(Region annotation entries)
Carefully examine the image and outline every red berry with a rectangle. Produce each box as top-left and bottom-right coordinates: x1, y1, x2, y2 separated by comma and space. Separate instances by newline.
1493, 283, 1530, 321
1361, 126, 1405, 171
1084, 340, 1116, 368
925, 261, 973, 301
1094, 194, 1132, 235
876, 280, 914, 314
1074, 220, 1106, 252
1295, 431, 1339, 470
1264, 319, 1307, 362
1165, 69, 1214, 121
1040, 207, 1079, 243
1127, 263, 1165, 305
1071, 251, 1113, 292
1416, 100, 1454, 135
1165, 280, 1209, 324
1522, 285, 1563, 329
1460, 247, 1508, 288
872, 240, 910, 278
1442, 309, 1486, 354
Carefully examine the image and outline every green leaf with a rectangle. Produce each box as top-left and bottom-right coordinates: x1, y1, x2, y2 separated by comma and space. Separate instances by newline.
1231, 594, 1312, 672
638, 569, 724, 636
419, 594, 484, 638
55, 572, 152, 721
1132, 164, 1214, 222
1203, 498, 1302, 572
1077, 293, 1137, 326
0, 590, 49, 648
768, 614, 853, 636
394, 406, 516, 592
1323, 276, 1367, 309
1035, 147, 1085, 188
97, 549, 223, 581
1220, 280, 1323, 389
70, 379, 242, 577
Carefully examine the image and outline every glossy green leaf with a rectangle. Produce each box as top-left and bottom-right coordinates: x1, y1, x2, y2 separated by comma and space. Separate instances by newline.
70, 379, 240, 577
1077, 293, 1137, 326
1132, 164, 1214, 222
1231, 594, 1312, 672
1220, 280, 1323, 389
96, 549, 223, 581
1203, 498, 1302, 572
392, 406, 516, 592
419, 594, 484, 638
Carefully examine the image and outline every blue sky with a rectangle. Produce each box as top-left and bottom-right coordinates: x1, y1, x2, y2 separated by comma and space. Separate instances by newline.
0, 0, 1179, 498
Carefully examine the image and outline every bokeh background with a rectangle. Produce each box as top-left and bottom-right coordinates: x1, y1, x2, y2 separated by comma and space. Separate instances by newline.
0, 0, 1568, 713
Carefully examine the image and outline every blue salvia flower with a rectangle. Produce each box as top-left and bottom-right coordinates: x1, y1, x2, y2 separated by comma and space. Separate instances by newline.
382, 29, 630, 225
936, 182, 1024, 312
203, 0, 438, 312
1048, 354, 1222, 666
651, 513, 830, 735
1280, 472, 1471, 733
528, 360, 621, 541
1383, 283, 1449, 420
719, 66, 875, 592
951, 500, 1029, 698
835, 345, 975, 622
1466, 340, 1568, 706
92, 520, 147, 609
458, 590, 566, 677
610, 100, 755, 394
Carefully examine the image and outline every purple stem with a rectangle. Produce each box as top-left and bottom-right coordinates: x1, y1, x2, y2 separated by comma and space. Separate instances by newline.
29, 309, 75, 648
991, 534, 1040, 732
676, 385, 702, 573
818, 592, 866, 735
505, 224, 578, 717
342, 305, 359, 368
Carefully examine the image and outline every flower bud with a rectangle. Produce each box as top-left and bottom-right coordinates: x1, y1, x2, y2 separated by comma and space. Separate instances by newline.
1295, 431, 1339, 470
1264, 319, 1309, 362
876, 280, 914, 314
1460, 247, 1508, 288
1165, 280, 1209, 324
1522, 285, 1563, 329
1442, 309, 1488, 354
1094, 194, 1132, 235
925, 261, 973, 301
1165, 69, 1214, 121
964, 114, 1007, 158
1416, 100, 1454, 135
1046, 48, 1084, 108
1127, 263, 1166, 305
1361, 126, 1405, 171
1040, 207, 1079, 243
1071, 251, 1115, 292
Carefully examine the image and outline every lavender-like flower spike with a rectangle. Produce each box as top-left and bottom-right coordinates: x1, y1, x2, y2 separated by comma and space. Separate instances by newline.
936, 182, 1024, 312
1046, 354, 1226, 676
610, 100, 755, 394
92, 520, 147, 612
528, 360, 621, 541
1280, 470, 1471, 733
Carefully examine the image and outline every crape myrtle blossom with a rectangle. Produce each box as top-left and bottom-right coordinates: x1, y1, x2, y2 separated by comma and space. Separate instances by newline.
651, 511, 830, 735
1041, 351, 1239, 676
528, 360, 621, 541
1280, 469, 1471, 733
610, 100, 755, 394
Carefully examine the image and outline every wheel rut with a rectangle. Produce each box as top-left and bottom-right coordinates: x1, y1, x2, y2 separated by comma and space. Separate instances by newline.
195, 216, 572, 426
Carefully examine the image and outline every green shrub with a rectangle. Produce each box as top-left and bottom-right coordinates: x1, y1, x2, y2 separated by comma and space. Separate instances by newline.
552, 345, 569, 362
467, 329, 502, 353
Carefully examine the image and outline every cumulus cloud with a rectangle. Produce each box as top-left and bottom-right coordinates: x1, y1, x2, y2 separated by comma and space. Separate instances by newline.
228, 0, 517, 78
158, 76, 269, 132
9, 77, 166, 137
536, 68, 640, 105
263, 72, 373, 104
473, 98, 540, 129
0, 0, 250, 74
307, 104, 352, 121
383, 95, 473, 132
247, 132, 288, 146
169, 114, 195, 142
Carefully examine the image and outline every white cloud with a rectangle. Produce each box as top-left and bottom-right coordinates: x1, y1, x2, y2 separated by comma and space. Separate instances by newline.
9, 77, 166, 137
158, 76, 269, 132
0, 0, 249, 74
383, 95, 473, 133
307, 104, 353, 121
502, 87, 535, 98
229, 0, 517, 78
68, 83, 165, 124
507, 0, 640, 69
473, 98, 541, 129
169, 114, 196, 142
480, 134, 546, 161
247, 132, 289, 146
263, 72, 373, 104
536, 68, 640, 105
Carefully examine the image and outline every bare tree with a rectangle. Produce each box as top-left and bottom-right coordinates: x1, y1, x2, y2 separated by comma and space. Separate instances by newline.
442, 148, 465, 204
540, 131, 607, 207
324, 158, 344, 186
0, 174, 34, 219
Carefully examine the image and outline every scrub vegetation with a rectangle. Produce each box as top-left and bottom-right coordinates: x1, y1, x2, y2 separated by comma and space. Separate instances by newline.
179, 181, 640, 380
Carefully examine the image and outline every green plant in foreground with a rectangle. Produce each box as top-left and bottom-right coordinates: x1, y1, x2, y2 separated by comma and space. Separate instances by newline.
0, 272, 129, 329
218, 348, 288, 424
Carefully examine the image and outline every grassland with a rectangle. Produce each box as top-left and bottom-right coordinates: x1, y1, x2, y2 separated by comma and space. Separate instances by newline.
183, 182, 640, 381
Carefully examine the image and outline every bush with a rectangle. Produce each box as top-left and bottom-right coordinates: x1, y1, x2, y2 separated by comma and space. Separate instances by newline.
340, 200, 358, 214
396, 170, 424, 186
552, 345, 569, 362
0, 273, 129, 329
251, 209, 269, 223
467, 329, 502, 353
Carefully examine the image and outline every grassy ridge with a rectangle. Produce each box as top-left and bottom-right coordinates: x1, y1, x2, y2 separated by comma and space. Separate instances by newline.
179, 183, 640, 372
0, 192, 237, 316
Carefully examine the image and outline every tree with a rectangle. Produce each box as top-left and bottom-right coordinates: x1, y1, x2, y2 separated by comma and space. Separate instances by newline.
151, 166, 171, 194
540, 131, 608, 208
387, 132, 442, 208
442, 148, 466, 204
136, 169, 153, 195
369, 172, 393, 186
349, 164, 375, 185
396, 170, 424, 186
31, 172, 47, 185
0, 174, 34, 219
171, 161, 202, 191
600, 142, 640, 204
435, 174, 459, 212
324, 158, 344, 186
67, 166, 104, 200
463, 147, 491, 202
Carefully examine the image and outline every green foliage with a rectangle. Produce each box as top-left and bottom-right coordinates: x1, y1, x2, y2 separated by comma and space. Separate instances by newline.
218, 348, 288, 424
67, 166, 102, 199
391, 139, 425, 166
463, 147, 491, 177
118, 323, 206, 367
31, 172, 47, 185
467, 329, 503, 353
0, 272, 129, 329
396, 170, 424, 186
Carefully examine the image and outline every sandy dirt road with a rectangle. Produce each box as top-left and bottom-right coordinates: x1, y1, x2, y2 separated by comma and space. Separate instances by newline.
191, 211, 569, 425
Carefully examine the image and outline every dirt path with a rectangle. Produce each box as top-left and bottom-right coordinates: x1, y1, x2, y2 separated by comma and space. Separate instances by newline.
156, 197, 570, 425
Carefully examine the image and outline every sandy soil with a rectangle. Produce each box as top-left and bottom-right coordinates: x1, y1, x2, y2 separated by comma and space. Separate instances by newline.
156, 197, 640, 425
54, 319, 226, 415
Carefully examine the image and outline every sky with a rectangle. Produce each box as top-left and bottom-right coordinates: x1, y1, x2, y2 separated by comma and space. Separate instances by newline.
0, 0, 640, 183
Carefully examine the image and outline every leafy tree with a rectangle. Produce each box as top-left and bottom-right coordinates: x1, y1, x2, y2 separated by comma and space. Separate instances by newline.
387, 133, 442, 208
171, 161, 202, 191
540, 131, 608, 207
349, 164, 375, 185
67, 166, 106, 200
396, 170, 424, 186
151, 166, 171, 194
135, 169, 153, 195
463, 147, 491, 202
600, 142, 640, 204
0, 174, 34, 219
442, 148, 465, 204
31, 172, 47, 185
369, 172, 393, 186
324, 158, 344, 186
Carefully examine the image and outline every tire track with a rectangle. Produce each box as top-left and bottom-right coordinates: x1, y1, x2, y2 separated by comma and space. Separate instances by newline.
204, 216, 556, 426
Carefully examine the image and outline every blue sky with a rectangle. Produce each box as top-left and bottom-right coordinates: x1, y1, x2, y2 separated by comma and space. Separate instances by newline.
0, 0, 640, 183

### Exercise task
Only those lines running from the one containing "Carefully examine the image and outline every sky" through the last line of the data above are to be copied, exactly, with both ends included.

### Response
Carefully examine the image and outline every sky with a rectangle. Produce each box as top-left and bottom-right coordinates: x1, y1, x2, y2 separated by comma and space. Separate instances by newline.
0, 0, 640, 183
Carefully examine the image and outline every leafy tree with a rectangle. Produce each box as top-left and bottom-right coordinates: x1, y1, x2, y2 separated by comma and space. Separate instances by newline.
387, 133, 442, 208
171, 161, 202, 191
540, 131, 608, 207
349, 164, 375, 185
67, 166, 106, 200
396, 170, 424, 186
151, 166, 171, 194
135, 169, 153, 195
463, 147, 491, 202
600, 142, 640, 204
0, 174, 34, 219
442, 148, 465, 204
31, 172, 47, 185
369, 172, 393, 186
324, 158, 344, 186
Carefully examine the image and outline every tire track with a rectangle. Produce each box as top-left and bottom-right coordinates: x1, y1, x2, y2 separated by comma and space. Separate instances by newline.
204, 216, 556, 426
Carefully examine the image and outline every blue sky with a rectangle. Produce each box as top-left and bottom-right coordinates: x1, y1, x2, y2 separated by comma and space. Separate instances by newline.
0, 0, 640, 183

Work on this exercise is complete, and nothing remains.